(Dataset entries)

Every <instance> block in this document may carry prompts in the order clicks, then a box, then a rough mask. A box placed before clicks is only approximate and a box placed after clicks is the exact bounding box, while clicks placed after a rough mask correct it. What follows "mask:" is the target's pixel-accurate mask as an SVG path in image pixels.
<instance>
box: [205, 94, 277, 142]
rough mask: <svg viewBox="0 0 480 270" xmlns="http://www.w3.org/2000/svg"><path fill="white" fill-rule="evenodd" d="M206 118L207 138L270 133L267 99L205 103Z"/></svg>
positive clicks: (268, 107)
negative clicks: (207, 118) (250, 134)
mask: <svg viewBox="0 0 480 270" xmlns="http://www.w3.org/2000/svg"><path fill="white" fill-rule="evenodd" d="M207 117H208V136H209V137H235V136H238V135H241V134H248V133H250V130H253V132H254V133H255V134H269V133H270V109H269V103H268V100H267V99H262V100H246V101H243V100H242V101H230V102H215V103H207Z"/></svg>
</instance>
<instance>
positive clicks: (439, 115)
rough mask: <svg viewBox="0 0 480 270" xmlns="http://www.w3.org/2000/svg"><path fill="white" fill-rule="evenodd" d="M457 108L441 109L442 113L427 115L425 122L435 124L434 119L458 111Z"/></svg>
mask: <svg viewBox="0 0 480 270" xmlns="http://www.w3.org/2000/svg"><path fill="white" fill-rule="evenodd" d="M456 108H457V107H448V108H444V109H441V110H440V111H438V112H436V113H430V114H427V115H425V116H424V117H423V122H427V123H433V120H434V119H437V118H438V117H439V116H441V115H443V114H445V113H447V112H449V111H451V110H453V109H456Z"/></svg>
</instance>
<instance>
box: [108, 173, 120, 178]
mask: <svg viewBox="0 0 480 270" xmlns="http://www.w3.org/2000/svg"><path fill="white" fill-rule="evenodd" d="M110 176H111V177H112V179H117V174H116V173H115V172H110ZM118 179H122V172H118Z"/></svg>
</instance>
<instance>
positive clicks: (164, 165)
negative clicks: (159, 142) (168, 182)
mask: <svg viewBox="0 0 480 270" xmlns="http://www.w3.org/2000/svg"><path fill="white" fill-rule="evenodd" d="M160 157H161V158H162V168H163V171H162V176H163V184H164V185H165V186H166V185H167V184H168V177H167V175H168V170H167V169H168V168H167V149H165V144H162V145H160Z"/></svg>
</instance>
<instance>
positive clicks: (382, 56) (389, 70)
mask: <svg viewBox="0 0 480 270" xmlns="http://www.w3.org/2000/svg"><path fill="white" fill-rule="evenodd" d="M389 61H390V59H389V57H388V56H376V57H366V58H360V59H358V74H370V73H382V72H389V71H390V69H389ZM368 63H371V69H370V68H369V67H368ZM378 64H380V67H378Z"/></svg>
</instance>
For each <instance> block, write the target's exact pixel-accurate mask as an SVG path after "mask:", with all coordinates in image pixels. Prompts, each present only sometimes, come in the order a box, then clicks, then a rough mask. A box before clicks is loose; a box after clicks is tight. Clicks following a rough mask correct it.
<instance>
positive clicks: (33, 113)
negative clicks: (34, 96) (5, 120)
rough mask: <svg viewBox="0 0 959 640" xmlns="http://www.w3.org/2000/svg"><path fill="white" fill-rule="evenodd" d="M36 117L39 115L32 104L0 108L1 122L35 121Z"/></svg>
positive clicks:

## Exercise aim
Copy out every line of the records from the very start down through the line containing "box: [205, 94, 277, 142]", keeping both the first line and that line, character for character.

## Answer section
Every <instance> block in this document may carry prompts in the order clicks, then a box, then a rough mask. A box placed before clicks is only approximate and a box placed after clicks is the exact bounding box, while clicks placed after a rough mask correct it. What follows "mask:" is the target's pixel-accurate mask as an SVG path in image pixels.
<instance>
box: [205, 94, 277, 142]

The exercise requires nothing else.